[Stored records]
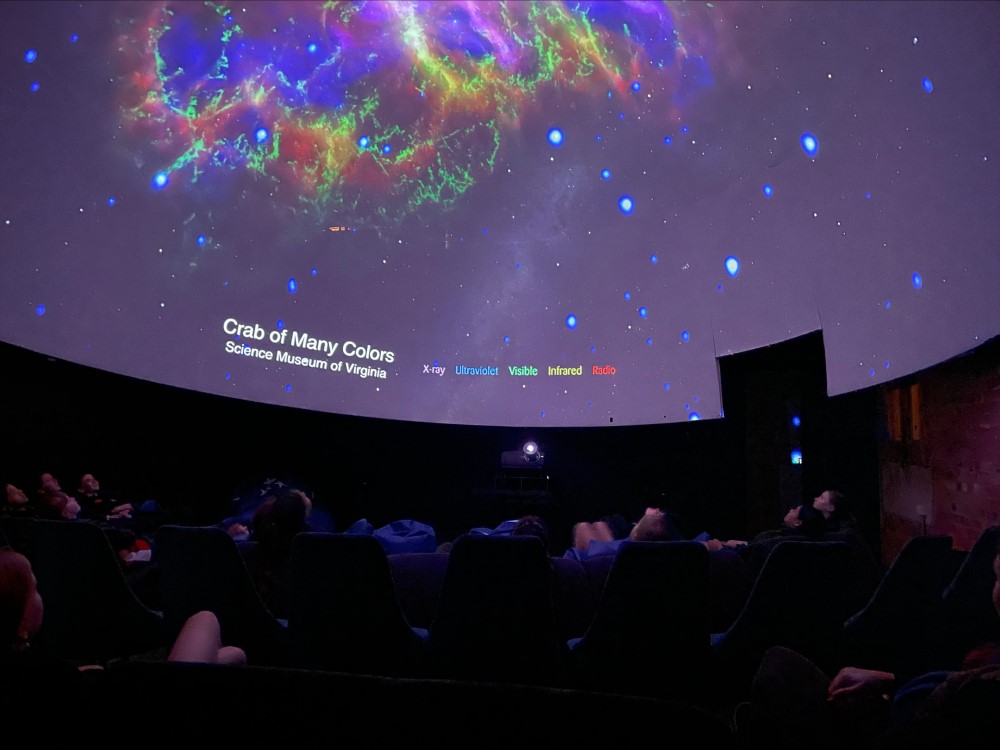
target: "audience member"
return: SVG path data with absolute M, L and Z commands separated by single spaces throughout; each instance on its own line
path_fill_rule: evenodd
M 823 514 L 827 531 L 857 531 L 858 521 L 843 492 L 824 490 L 813 498 L 812 507 Z
M 136 505 L 117 499 L 114 493 L 101 486 L 93 474 L 84 474 L 80 478 L 77 499 L 81 506 L 81 518 L 131 529 L 147 543 L 152 540 L 156 529 L 170 521 L 170 514 L 156 500 L 147 499 Z
M 278 618 L 288 617 L 292 541 L 312 531 L 308 517 L 312 503 L 302 490 L 285 489 L 268 496 L 251 521 L 250 540 L 256 542 L 255 581 L 261 599 Z
M 36 493 L 38 495 L 39 501 L 44 501 L 46 497 L 52 495 L 56 492 L 62 491 L 62 485 L 59 484 L 59 480 L 55 478 L 50 472 L 42 472 L 38 476 L 38 489 Z
M 102 665 L 75 665 L 32 649 L 31 639 L 42 626 L 45 606 L 28 558 L 10 548 L 0 548 L 0 665 L 56 666 L 65 671 L 86 671 Z M 197 612 L 184 623 L 167 656 L 168 661 L 245 664 L 246 654 L 224 646 L 216 616 Z
M 993 572 L 993 606 L 1000 616 L 1000 547 Z M 771 649 L 737 725 L 742 724 L 751 746 L 769 747 L 817 742 L 829 748 L 940 747 L 972 726 L 992 725 L 995 730 L 1000 644 L 975 648 L 952 667 L 902 685 L 891 672 L 853 666 L 830 679 L 795 651 Z
M 646 508 L 624 537 L 616 537 L 615 520 L 605 517 L 593 523 L 584 521 L 573 527 L 573 546 L 563 557 L 583 560 L 601 555 L 613 555 L 628 541 L 673 542 L 684 539 L 674 525 L 670 514 L 660 508 Z M 618 532 L 621 533 L 621 525 Z
M 55 521 L 75 521 L 80 517 L 80 503 L 61 489 L 47 489 L 38 506 L 38 517 Z
M 823 513 L 812 505 L 796 505 L 790 508 L 782 519 L 782 524 L 776 529 L 762 531 L 750 541 L 744 539 L 729 539 L 721 541 L 719 539 L 702 540 L 710 552 L 720 549 L 736 549 L 746 552 L 747 548 L 757 542 L 763 542 L 776 537 L 808 537 L 818 539 L 828 530 L 827 521 Z
M 132 503 L 121 503 L 102 491 L 101 483 L 93 474 L 80 477 L 80 488 L 76 491 L 80 503 L 80 516 L 92 521 L 111 521 L 118 518 L 132 518 Z
M 269 497 L 274 497 L 285 490 L 297 490 L 305 497 L 310 531 L 331 533 L 335 531 L 333 516 L 327 508 L 320 507 L 314 502 L 313 492 L 302 482 L 284 477 L 268 477 L 241 491 L 231 501 L 233 513 L 222 519 L 217 525 L 228 532 L 236 541 L 247 541 L 251 537 L 254 514 L 257 509 Z
M 31 518 L 38 512 L 24 490 L 13 484 L 5 487 L 5 501 L 0 514 L 6 518 Z

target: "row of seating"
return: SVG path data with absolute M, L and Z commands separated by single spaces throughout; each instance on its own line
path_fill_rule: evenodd
M 945 626 L 962 625 L 952 650 L 997 636 L 995 612 L 979 602 L 990 602 L 998 534 L 984 532 L 957 572 L 950 537 L 911 540 L 860 610 L 846 542 L 784 541 L 717 630 L 707 602 L 726 558 L 693 542 L 633 543 L 580 562 L 549 558 L 530 538 L 465 536 L 450 554 L 387 556 L 371 537 L 301 534 L 287 621 L 266 609 L 239 546 L 216 528 L 157 532 L 160 610 L 135 596 L 95 526 L 34 521 L 27 552 L 46 602 L 39 643 L 67 658 L 162 647 L 188 615 L 211 609 L 224 640 L 258 665 L 701 702 L 738 696 L 771 645 L 829 670 L 907 674 L 942 658 L 929 646 Z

> [YOUR INSTRUCTIONS] Since pictures are not part of the copy, set down only the remaining data exactly.

> [ANSWER TO THIS EXERCISE]
target: "audience member"
return: SVG path data with absolute M, L and Z commands separated by single spaces throughout; each instance on its own line
path_fill_rule: evenodd
M 823 514 L 827 531 L 857 531 L 858 521 L 843 492 L 824 490 L 813 498 L 812 507 Z
M 136 505 L 117 499 L 114 493 L 101 486 L 93 474 L 84 474 L 80 478 L 77 499 L 81 506 L 81 518 L 131 529 L 147 543 L 152 540 L 156 529 L 170 521 L 170 514 L 156 500 L 147 499 Z
M 278 618 L 288 617 L 292 541 L 312 531 L 308 517 L 312 503 L 302 490 L 285 489 L 268 496 L 251 521 L 250 540 L 256 542 L 255 581 L 261 599 Z
M 36 493 L 38 495 L 39 501 L 44 501 L 46 497 L 52 495 L 56 492 L 62 491 L 62 485 L 59 484 L 59 480 L 55 478 L 50 472 L 42 472 L 38 476 L 38 489 Z
M 102 665 L 75 665 L 32 649 L 31 639 L 42 626 L 45 606 L 28 558 L 10 548 L 0 548 L 0 665 L 56 666 L 65 671 L 86 671 Z M 197 612 L 184 623 L 167 656 L 168 661 L 245 664 L 246 654 L 224 646 L 216 616 Z
M 993 572 L 993 606 L 1000 616 L 1000 547 Z M 771 649 L 737 725 L 742 724 L 751 746 L 769 747 L 817 742 L 829 748 L 940 747 L 972 726 L 992 725 L 995 730 L 1000 644 L 975 648 L 952 667 L 902 685 L 891 672 L 853 666 L 830 679 L 795 651 Z
M 646 508 L 624 537 L 616 537 L 615 520 L 605 517 L 593 523 L 584 521 L 573 527 L 573 546 L 563 557 L 583 560 L 601 555 L 613 555 L 628 541 L 673 542 L 684 539 L 674 525 L 670 514 L 660 508 Z M 618 532 L 621 533 L 621 525 Z
M 55 521 L 75 521 L 80 517 L 80 503 L 61 489 L 47 489 L 38 506 L 38 517 Z
M 823 513 L 812 505 L 796 505 L 790 508 L 782 519 L 782 524 L 776 529 L 762 531 L 750 541 L 744 539 L 729 539 L 721 541 L 719 539 L 702 540 L 710 552 L 720 549 L 736 549 L 746 552 L 747 548 L 757 542 L 763 542 L 776 537 L 808 537 L 818 539 L 828 530 L 827 521 Z
M 132 503 L 121 503 L 102 491 L 101 483 L 93 474 L 80 477 L 80 488 L 76 491 L 80 503 L 80 516 L 92 521 L 111 521 L 118 518 L 132 518 Z
M 269 497 L 274 497 L 285 490 L 297 490 L 305 497 L 310 531 L 331 533 L 335 531 L 333 516 L 327 508 L 320 507 L 314 502 L 313 492 L 302 482 L 284 477 L 268 477 L 241 491 L 231 501 L 233 513 L 222 519 L 217 525 L 228 532 L 236 541 L 247 541 L 251 537 L 254 514 L 257 509 Z
M 31 518 L 38 512 L 24 490 L 13 484 L 5 487 L 5 501 L 0 514 L 6 518 Z

target: "row of seating"
return: SVG path data with absolute M, L and Z commands separated by single spaces throughout; each instance on its own line
path_fill_rule: evenodd
M 945 626 L 962 625 L 952 650 L 997 636 L 995 612 L 979 602 L 990 602 L 998 534 L 984 532 L 957 572 L 950 537 L 911 540 L 860 610 L 846 542 L 784 541 L 717 630 L 707 602 L 726 558 L 693 542 L 633 543 L 580 562 L 549 558 L 530 538 L 465 536 L 450 554 L 387 556 L 371 537 L 301 534 L 287 621 L 266 609 L 239 546 L 216 528 L 157 532 L 160 610 L 135 596 L 95 526 L 34 521 L 27 552 L 46 602 L 39 643 L 67 658 L 162 647 L 188 615 L 211 609 L 224 640 L 258 665 L 701 702 L 738 696 L 771 645 L 829 670 L 907 674 L 942 658 L 929 646 Z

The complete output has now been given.